Fragment:
***

Rechtspraak
Verweerster heeft klager bijgestaan in een echtscheidingsprocedure.
Verweerster heeft verzuimd de echtscheidingsbeschikking op correcte wijze te laten betekenen, waardoor de echtscheidingsbeschikking niet kon worden ingeschreven in de registers van de Burgerlijke Stand.
In plaats van ervoor te zorgen dat betekening alsnog op correcte wijze zou plaatsvinden, heeft verweerster, onnodig, een tweede verzoek bij de rechtbank ingediend.
In het kader van het tweede echtscheidingsverzoek heeft verweerster verzuimd de noodzakelijke bescheiden bij de rechtbank in te dienen ten gevolge waarvan het verzoek niet-ontvankelijk verklaard is.

***

Opdrachten:
a) Noem elke afzonderlijke samenstelling in het fragment die begint met "echtscheidings".
b) Neem het deel van het fragment over dat begint bij "In plaats van" en doorloopt tot en met "niet-ontvankelijk verklaard is.", en vervang daarin "rechtbank" door "gerecht".

***

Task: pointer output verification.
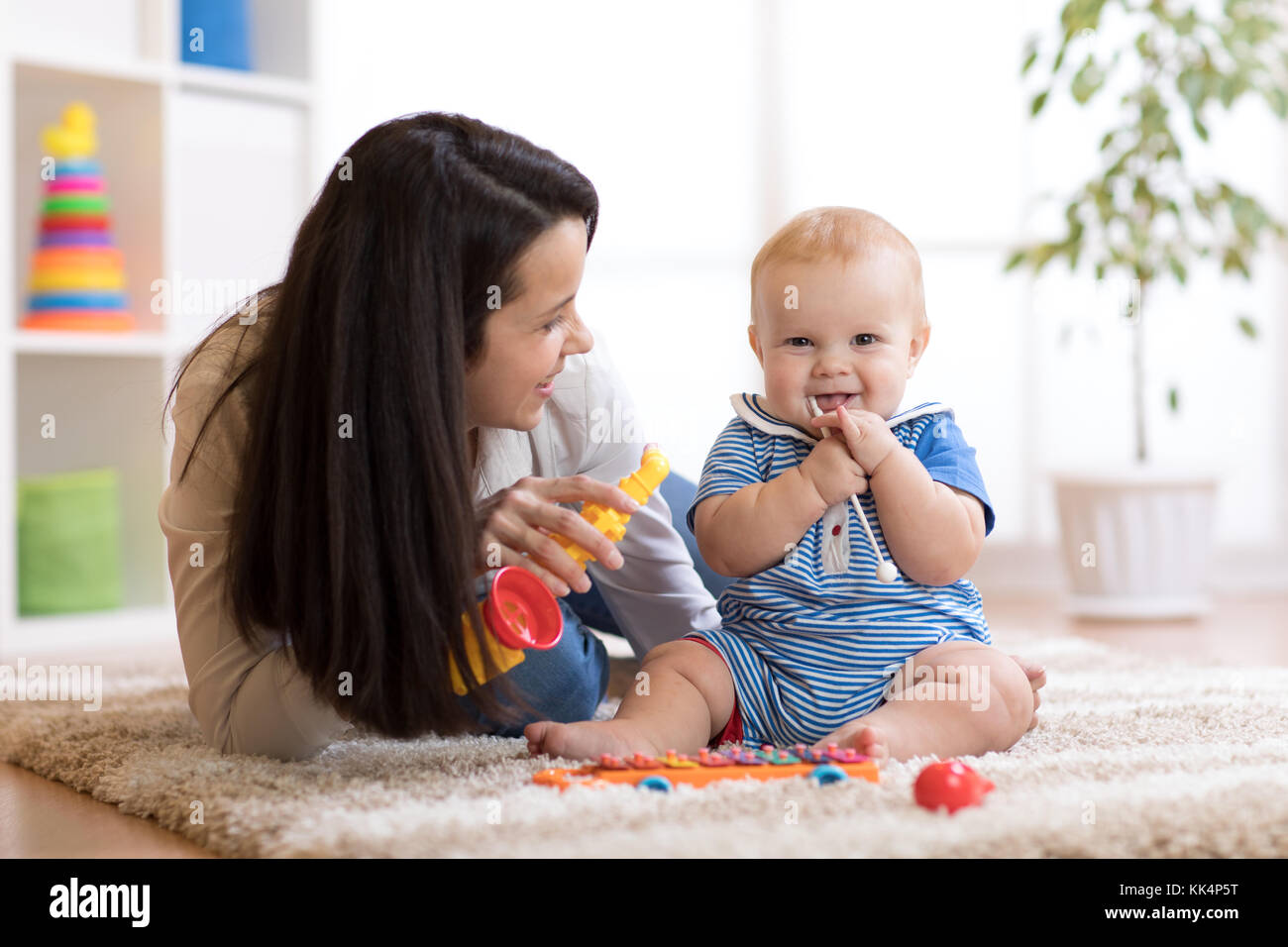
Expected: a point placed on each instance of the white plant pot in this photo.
(1137, 544)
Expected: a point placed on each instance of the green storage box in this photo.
(69, 543)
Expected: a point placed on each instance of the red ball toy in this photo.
(951, 785)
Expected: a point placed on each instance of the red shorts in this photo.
(733, 729)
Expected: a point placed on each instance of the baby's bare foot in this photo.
(1037, 680)
(588, 740)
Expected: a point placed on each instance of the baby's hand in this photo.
(868, 437)
(832, 471)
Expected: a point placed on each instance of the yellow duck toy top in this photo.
(639, 486)
(75, 137)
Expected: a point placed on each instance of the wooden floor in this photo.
(40, 818)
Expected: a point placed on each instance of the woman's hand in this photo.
(518, 522)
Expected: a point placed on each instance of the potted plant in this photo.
(1136, 543)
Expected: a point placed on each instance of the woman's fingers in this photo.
(554, 582)
(516, 525)
(581, 487)
(572, 525)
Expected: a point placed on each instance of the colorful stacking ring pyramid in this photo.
(77, 275)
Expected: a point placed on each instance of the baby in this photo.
(814, 648)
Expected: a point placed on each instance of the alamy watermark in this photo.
(52, 684)
(179, 296)
(940, 684)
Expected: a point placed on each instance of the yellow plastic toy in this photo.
(639, 486)
(520, 611)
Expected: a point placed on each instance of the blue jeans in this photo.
(568, 682)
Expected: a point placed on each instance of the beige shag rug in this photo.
(1132, 758)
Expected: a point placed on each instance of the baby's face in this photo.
(850, 341)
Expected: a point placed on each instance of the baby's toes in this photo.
(536, 735)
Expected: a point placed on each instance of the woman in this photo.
(404, 410)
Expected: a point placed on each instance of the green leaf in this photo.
(1278, 99)
(1233, 261)
(1086, 81)
(1193, 88)
(1031, 55)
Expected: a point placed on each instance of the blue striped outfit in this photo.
(814, 641)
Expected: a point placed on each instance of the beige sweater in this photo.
(257, 701)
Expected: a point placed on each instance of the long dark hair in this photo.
(365, 548)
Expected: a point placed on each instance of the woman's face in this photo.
(527, 339)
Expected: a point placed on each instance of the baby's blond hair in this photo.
(844, 234)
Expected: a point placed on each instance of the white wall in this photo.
(706, 125)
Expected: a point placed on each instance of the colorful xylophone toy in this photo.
(76, 272)
(823, 767)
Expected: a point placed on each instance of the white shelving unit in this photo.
(207, 170)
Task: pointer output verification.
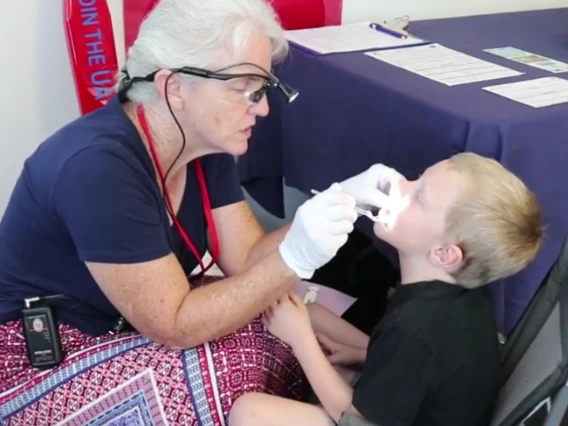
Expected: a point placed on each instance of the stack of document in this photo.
(442, 64)
(537, 93)
(347, 38)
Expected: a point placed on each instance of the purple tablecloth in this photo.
(354, 111)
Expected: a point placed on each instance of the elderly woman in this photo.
(113, 212)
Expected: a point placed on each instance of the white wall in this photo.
(38, 90)
(362, 10)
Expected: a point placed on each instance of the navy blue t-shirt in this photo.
(89, 194)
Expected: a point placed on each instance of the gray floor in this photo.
(292, 200)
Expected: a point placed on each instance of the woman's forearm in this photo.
(217, 309)
(267, 245)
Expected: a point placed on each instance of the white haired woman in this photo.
(114, 211)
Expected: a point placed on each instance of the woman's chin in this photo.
(238, 148)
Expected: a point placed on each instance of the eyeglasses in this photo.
(268, 79)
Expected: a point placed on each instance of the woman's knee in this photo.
(245, 410)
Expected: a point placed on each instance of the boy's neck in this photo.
(414, 270)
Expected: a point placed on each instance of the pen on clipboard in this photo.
(382, 29)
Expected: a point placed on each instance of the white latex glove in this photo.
(320, 228)
(371, 188)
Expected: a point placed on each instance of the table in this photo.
(354, 111)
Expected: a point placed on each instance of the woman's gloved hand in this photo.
(371, 188)
(320, 228)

***

Antwoorden:
a) echtscheidingsprocedure, echtscheidingsbeschikking, echtscheidingsverzoek

b)
In plaats van ervoor te zorgen dat betekening alsnog op correcte wijze zou plaatsvinden, heeft verweerster, onnodig, een tweede verzoek bij de gerecht ingediend.
In het kader van het tweede echtscheidingsverzoek heeft verweerster verzuimd de noodzakelijke bescheiden bij de gerecht in te dienen ten gevolge waarvan het verzoek niet-ontvankelijk verklaard is.